*** DATA FOR THIS EXERCISE ***

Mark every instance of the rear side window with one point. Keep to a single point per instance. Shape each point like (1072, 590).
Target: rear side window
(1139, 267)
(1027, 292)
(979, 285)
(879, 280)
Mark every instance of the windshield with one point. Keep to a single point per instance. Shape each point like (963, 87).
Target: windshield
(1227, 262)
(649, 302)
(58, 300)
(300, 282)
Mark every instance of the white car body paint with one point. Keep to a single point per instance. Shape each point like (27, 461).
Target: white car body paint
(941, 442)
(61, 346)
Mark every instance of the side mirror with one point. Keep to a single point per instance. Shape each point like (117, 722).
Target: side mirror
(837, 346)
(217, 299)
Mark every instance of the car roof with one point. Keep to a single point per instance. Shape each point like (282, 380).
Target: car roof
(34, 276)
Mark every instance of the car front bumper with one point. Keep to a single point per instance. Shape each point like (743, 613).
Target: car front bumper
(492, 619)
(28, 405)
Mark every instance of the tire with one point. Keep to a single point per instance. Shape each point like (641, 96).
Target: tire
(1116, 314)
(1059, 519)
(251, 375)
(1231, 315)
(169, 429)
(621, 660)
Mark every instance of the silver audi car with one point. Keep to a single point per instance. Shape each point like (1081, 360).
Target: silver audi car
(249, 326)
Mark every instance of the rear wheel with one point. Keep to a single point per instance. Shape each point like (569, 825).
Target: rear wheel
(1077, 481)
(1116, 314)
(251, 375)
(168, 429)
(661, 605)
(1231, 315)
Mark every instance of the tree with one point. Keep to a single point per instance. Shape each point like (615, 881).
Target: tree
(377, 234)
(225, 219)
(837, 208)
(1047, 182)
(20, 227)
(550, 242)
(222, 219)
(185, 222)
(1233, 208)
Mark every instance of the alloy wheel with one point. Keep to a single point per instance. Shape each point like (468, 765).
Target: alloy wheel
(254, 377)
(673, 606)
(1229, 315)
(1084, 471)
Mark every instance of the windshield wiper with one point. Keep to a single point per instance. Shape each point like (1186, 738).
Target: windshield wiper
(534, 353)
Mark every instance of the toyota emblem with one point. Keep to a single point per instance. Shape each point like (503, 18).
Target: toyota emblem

*** End of DATA FOR THIS EXERCISE ***

Copy out the entries above exactly as given, starting at the top and ending with the line containing "Mark every instance of the white"; include both and nothing more.

§ **ANSWER SPACE**:
Mark every instance of the rear side window with one point. Keep to a single point per instance. Shape each point like (1072, 590).
Target: rear side window
(1139, 267)
(1027, 292)
(979, 285)
(879, 280)
Mark every instance of the windshield with one point. Keep to a single point per instance. Shape each point like (963, 87).
Target: windshield
(1227, 262)
(649, 302)
(58, 300)
(300, 282)
Mark every instance of the white car body paint with one point. Keep to a single point per instance. Shape each point like (27, 461).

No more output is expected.